给定任务 A: 从含有“like x=234, y=361.”的那一行起，到含有“x=635, y=686”的那一行为止，两行都包括在内。把这些条目放进一个两列的CSV，列名分别叫“请求”和“回答”，每个请求占一行，两栏都用引号括起来，里面的换行改成空格。

选段:
字典数Trie和后缀数组suffix array是处理字符串操作的有力工具。
下面是ruby的实现:
class Trie
attr_accessor :value
def initialize
@children = Hash.new {|h,k| h[k] = Trie.new }
end
def []=(key,value)
insert(key,0,value)
key
end
def [](key)
get(key,0)
end
def each &block
_each &block
end
def keys
inject([]){|keys,(k,v)| keys << k; keys}
end
def values
inject([]){|values,(k,v)| values << v; values}
end
def each_key &block
keys.each &block
end
def each_value &block
values.each &block
end
def inspect(indent = 0)
buffer = ''
indent_str = ' ' * indent
buffer << indent_str + "value: #{value}\n" if value
return buffer unless @children.size > 0
@children.each do |k,c|
buffer << "#{indent_str}#{k} =>\n"
buffer << c.inspect(indent + 2)
end
buffer
end
protected
def _each(key='',&block)
block.call(key,value) if key != '' and value
@children.keys.sort.each do |k|
@children[k]._each(key + k, &block)

给定任务 B: 请接着写出Trie的Ruby实现这段文字后面的内容。

任务材料:
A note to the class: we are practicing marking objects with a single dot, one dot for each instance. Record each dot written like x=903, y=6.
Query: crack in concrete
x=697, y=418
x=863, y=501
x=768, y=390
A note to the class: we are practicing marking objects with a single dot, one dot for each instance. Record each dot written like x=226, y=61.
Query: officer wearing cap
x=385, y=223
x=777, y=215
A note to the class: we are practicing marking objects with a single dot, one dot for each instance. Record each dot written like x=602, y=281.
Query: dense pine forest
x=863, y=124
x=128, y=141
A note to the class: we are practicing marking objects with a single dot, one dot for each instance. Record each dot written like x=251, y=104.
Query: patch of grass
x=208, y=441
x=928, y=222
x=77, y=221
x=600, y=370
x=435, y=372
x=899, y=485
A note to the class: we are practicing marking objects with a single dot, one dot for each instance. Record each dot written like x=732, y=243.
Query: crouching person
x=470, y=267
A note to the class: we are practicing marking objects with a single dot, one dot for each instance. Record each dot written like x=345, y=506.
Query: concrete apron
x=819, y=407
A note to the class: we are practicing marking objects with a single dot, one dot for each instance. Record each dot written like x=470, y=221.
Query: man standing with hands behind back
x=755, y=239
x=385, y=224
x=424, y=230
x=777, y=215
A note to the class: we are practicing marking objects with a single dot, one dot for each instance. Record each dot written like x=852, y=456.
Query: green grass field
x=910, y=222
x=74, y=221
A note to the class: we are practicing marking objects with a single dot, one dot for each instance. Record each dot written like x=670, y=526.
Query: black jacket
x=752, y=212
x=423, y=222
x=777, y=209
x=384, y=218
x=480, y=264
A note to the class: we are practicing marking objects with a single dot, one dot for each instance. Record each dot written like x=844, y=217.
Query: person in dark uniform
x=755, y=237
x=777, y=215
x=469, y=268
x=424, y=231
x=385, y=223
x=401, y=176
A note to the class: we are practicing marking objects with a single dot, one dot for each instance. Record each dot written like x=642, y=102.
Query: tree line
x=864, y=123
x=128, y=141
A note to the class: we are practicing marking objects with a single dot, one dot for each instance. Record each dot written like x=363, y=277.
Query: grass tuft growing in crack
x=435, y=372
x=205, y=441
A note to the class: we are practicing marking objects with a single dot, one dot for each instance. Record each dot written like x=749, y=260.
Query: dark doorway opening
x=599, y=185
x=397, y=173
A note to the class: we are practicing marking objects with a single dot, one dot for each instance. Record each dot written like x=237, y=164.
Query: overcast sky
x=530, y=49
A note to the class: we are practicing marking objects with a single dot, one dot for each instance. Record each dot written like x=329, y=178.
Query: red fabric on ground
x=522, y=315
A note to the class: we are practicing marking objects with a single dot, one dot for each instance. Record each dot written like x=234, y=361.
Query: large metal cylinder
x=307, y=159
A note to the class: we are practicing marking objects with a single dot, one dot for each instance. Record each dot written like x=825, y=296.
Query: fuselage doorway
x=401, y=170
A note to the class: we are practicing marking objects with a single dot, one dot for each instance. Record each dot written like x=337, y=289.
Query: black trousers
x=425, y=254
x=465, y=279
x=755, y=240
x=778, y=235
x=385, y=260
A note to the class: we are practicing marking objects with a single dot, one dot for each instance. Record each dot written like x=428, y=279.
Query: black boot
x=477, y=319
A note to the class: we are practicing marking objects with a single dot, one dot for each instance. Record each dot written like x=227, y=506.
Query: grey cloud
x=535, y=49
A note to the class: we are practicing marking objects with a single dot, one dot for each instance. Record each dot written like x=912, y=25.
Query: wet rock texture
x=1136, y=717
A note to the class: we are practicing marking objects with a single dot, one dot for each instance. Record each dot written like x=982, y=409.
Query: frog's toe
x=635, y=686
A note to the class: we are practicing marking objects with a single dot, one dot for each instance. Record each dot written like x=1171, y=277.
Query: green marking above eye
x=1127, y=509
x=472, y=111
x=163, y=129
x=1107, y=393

参考答案 A:
请求,回答
"A note to the class: we are practicing marking objects with a single dot, one dot for each instance. Record each dot written like x=234, y=361. Query: large metal cylinder","x=307, y=159"
"A note to the class: we are practicing marking objects with a single dot, one dot for each instance. Record each dot written like x=825, y=296. Query: fuselage doorway","x=401, y=170"
"A note to the class: we are practicing marking objects with a single dot, one dot for each instance. Record each dot written like x=337, y=289. Query: black trousers","x=425, y=254 x=465, y=279 x=755, y=240 x=778, y=235 x=385, y=260"
"A note to the class: we are practicing marking objects with a single dot, one dot for each instance. Record each dot written like x=428, y=279. Query: black boot","x=477, y=319"
"A note to the class: we are practicing marking objects with a single dot, one dot for each instance. Record each dot written like x=227, y=506. Query: grey cloud","x=535, y=49"
"A note to the class: we are practicing marking objects with a single dot, one dot for each instance. Record each dot written like x=912, y=25. Query: wet rock texture","x=1136, y=717"
"A note to the class: we are practicing marking objects with a single dot, one dot for each instance. Record each dot written like x=982, y=409. Query: frog's toe","x=635, y=686"

参考答案 B:
end
end
def insert(key,offset,value)
if offset == key.length - 1
@children[key[offset,1]].value = value
else
@children[key[offset,1]].insert(key,offset+1,value)
end
end
def get(key,offset)
if offset == key.length - 1
@children[key[offset,1]].value
else
return nil unless @children.hash_key?(key[offset,1])
@children[key[offset,1]].get(key,offset + 1)
end
end
end
t = Trie.new
t['cat'] = true
t['cab'] = true
t['cate'] = true
t['bob'] = true
p t
suffix array,我们使用简单的排序方法,算法复杂度取决于排序的复杂度。使用快排,平均复杂度可以达到O(N*logN),最坏复杂度为O(N*N)。没有使用更高效O(N*logN)的倍增法等构建。
class SuffixArray
def initialize(str)
@str = str
@suffix_array = Array.new
last_index = str.length - 1
(0..last_index).each do |i|
suffix = str[i..last_index]
position = i
@suffix_array << { :suffix => suffix, :position => position }
end
@suffix_array.sort! {|a,b| a[:suffix] <=> b[:suffix] }
end
def find_substr(substr)
high = @suffix_array.length - 1
low = 0
pos = -1
while( low <= high )
mid = (high + low ) / 2
suffix = @suffix_array[mid][:suffix]
pre_suffix = suffix[0...substr.length]
if(pre_suffix > substr)
high = mid - 1
elsif(pre_suffix < substr)
low = mid + 1
else
return @suffix_array[mid][:position]
end
end
return -1
end
end
sa = SuffixArray.new("The type of query that benefits most from caching")
puts sa.find_substr("query that")